___ The input ___

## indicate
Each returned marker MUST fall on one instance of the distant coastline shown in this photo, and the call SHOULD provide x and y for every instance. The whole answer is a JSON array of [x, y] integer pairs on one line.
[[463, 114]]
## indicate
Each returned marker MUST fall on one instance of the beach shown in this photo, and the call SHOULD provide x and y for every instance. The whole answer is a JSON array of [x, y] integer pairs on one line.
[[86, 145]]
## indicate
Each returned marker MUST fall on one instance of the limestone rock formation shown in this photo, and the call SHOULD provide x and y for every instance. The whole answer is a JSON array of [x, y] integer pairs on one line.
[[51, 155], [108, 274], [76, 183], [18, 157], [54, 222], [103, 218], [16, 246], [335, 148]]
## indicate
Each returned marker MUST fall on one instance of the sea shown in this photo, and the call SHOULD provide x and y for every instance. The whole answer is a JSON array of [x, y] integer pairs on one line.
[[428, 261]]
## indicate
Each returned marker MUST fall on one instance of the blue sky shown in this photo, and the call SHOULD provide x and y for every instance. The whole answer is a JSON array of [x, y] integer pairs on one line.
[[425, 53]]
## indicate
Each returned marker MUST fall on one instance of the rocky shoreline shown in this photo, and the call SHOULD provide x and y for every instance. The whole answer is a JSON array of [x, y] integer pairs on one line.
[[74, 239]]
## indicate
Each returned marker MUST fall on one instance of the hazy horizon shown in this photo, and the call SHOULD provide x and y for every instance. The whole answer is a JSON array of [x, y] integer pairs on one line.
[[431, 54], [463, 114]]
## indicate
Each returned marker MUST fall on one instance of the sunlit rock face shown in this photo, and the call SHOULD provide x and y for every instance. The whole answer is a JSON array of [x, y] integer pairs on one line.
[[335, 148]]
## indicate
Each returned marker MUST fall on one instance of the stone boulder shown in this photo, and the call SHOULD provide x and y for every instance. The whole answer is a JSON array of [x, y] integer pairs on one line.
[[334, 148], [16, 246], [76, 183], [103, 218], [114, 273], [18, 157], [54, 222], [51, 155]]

___

> [Work instructions]
Format each line from the start of the records through the line containing "[[86, 145]]", inclusive, as a JSON list of strings, one string per line. Leave out any blank lines.

> [Result of the task]
[
  "## indicate",
  "Each returned marker MUST fall on one instance of the distant coastline shown in this photo, and the call SHOULD provide x and y for every instance. The whole answer is a JSON array of [x, y] integer pairs on one line.",
  "[[463, 114]]",
  "## indicate",
  "Each returned marker MUST fall on one instance of the beach shown in this photo, and the call SHOULD provide x and y for every instance. The whole answer is a JSON array of [x, y] integer pairs on one line.",
  "[[86, 145]]"
]